WHAT TO DO =
Quote exactly, and only, the lines from the one with "to the small" through the end of the listing.

• • • • •

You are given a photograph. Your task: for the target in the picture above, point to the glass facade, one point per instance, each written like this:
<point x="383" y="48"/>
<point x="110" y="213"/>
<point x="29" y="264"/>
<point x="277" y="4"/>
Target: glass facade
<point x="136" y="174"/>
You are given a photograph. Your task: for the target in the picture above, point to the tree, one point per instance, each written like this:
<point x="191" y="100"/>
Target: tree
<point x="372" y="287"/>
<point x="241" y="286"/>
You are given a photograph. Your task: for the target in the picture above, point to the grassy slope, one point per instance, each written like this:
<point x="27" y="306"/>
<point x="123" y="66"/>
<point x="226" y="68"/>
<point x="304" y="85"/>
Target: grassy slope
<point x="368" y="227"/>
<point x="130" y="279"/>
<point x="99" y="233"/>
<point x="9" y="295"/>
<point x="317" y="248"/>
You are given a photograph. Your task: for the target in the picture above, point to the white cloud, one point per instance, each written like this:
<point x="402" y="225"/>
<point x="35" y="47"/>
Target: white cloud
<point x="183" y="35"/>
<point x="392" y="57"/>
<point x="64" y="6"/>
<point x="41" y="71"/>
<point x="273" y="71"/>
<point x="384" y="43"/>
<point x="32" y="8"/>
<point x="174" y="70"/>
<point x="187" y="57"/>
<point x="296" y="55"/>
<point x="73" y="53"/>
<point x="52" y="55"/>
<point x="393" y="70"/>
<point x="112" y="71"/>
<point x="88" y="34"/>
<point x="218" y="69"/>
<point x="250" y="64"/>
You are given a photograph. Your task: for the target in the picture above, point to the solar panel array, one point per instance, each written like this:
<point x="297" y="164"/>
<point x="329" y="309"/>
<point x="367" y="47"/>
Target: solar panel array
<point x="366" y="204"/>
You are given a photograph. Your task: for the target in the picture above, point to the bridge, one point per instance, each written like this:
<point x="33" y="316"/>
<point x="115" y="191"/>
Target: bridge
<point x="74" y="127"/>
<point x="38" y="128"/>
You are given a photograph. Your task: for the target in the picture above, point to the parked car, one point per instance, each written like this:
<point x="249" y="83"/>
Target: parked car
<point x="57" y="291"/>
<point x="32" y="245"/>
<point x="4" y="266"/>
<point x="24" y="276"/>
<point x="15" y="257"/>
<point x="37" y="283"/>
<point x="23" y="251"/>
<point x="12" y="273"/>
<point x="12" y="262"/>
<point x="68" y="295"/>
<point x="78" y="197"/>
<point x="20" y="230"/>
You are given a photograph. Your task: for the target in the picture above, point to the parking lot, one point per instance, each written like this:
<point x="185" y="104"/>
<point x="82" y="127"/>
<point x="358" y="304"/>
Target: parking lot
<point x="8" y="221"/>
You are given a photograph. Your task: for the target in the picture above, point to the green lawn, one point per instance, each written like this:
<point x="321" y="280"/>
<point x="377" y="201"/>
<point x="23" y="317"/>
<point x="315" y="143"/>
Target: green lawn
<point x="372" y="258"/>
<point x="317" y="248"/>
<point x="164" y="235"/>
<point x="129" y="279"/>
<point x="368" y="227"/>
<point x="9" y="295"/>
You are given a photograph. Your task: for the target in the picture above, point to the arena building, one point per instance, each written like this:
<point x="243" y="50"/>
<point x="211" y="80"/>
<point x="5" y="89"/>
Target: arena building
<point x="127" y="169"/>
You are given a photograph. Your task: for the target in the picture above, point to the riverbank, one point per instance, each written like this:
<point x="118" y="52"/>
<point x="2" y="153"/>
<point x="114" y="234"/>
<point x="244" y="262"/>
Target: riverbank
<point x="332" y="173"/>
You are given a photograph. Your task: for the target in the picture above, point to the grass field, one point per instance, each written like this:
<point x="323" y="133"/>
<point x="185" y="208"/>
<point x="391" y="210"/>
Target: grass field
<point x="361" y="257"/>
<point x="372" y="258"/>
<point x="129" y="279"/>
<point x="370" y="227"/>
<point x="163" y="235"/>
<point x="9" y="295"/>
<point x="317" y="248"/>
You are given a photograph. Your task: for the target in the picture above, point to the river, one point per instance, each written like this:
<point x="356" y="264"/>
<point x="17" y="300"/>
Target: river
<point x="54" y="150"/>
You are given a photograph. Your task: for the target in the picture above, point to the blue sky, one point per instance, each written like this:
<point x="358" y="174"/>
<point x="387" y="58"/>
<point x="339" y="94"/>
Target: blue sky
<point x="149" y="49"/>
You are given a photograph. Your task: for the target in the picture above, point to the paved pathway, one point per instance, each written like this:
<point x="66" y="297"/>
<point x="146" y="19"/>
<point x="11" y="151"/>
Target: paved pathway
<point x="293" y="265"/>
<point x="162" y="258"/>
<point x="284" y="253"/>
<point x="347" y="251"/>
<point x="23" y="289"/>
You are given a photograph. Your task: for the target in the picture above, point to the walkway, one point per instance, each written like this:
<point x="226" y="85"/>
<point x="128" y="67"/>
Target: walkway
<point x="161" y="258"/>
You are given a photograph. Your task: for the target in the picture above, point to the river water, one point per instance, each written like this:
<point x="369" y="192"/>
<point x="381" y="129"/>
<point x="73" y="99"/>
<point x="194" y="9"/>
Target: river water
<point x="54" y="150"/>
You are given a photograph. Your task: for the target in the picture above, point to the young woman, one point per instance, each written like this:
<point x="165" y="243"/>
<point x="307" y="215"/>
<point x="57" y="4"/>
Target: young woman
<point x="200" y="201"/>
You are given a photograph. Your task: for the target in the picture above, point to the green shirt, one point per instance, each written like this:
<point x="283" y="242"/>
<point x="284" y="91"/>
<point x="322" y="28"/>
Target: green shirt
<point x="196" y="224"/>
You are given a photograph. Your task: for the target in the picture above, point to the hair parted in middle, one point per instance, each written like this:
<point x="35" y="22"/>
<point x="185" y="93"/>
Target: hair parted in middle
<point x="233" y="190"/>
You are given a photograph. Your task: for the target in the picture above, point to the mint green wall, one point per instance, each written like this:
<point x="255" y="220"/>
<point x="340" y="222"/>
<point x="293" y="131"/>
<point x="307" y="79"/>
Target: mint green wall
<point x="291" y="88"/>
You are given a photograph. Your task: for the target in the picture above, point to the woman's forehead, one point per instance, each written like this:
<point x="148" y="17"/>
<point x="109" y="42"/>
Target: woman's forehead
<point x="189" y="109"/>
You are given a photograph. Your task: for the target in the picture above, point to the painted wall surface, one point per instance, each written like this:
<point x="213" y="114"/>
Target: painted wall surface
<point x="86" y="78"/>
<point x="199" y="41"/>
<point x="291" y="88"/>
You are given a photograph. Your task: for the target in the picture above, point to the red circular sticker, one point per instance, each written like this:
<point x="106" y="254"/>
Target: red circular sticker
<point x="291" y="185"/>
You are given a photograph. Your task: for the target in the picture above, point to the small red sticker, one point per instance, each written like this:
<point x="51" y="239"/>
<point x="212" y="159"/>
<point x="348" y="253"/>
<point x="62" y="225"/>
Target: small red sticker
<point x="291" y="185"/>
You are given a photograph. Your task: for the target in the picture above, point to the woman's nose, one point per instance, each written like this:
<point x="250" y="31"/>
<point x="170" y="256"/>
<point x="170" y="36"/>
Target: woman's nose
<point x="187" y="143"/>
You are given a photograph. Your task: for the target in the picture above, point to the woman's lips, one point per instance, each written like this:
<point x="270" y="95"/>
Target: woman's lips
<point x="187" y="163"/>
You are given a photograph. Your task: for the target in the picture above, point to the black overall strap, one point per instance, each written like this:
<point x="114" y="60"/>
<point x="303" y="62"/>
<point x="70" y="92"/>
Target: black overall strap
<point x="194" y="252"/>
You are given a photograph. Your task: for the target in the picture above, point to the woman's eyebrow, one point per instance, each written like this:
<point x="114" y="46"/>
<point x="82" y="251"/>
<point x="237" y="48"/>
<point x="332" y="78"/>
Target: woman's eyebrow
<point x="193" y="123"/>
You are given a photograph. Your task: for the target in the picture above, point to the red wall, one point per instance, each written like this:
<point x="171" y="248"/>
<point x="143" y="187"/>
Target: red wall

• • • • •

RESULT BELOW =
You are given a photograph. Your task: for the target in the picture above, point to the small red sticker, one point per instance, each written like this:
<point x="51" y="239"/>
<point x="212" y="159"/>
<point x="348" y="253"/>
<point x="62" y="225"/>
Target: small red sticker
<point x="291" y="185"/>
You are given a photograph. Your task: for the target in the picture above, point to the woman's nose, one point per instance, each written like this:
<point x="250" y="31"/>
<point x="170" y="256"/>
<point x="170" y="36"/>
Target: woman's nose
<point x="187" y="143"/>
You are given a photograph. Your task: for the target in the picture above, point to the woman's lips, one point per instance, each written like this:
<point x="270" y="95"/>
Target: woman's lips
<point x="187" y="163"/>
You are given a photograph. Your task: for the target in the picture above, point to the black overall strap, one point per instance, each written like this:
<point x="114" y="60"/>
<point x="303" y="62"/>
<point x="70" y="92"/>
Target: black overall strap
<point x="194" y="252"/>
You are given a photograph. Your task: for the target in the picture above, point to the woman's eyebrow, one point per instance, each written like this:
<point x="114" y="46"/>
<point x="82" y="251"/>
<point x="237" y="48"/>
<point x="332" y="78"/>
Target: woman's eyebrow
<point x="193" y="123"/>
You are given a photograph. Your task: for the target in the picture above, point to the red wall, one point per instance, each written like this:
<point x="171" y="248"/>
<point x="143" y="187"/>
Target: red wall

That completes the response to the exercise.